(EXCERPT PROVIDED)

Intellectual Property in the Modern Age
I recently read an interesting PLoS Biology article that covers the issues underlying intellectual property law as it would apply to synthetic biology, or the creation of new organisms and biological building blocks. It tries to address the balance between incentivizing products (such as drugs) by allowing for profit-making and some privatization and the need for openness and freedom to allow research and new innovation to happen.
Over the years, there have been lots of problems with the U.S. Patent system as it tries to keep up with the changing world. In this day and age, a lot of inventions are about ideas, information, and ways to organize such information. Software, algorithms, processes. The patent system wasn’t really designed to handle that kind of innovation, but rather the tangible kind, with physical products that would result.
Now, we have kind of a mess on our hands, and that’s starting to creep into biology. Can we patent the products of human genes? Is it legitimate to patent all diagnostics related to a particular gene? Derek Lowe often talks about patent issues with regards to the biotech and pharmaceutical industries, including the legitimacy of patenting recombinant genes as new chemical entities, and the finer distinctions in filing patents on genes and uses of genes.

(End EXCERPT PROVIDED)
(SOURCE MATERIAL)

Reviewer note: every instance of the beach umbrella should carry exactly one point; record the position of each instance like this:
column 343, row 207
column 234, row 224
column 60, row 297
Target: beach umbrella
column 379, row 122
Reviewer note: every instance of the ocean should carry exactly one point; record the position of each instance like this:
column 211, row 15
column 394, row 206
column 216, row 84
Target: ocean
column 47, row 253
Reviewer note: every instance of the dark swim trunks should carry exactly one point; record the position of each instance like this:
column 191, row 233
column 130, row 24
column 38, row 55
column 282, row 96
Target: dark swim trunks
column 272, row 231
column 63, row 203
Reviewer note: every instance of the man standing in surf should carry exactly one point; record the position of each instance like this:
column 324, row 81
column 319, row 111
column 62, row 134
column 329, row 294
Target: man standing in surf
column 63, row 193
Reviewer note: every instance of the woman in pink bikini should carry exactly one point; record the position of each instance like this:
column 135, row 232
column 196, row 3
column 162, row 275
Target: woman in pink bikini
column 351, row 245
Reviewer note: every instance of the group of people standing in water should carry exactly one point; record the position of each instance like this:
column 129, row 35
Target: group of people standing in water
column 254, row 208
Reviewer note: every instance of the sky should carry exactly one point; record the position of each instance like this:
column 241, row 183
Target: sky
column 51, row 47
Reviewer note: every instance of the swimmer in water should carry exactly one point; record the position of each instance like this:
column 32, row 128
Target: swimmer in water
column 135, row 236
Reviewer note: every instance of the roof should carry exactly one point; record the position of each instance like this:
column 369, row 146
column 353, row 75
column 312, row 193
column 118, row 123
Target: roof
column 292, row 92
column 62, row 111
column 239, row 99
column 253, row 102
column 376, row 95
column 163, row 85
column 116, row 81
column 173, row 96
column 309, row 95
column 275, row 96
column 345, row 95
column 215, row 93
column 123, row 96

(End SOURCE MATERIAL)

Please carry the post on intellectual property further, starting right after its last sentence. The rows are separate material and have nothing to do with the post on intellectual property.

For more on patenting genes and uses of genes, see this article from the Council for Responsible Genetics. One of the arguments against being able to patent the uses of genes is that it halts medicine via overly broad patents. Sure, using certain gene sequences to predict disease in a strict algorithm is patentable (and should be encouraged, to induce people to look for new, innovative ways of linking basic biology to medicine), but is using any natural gene for any diagnostic or research whatsoever patentable? That’s what Ariad did with NFkB, a gene that’s implicated in all sorts of biology. If the patent were actually enforced, research and drug development in immunology, inflammation, pain treatment, and so many other things would probably be crippled for the next 10 years. There needs to be some sort of balance, but where that should be struck is a hard question.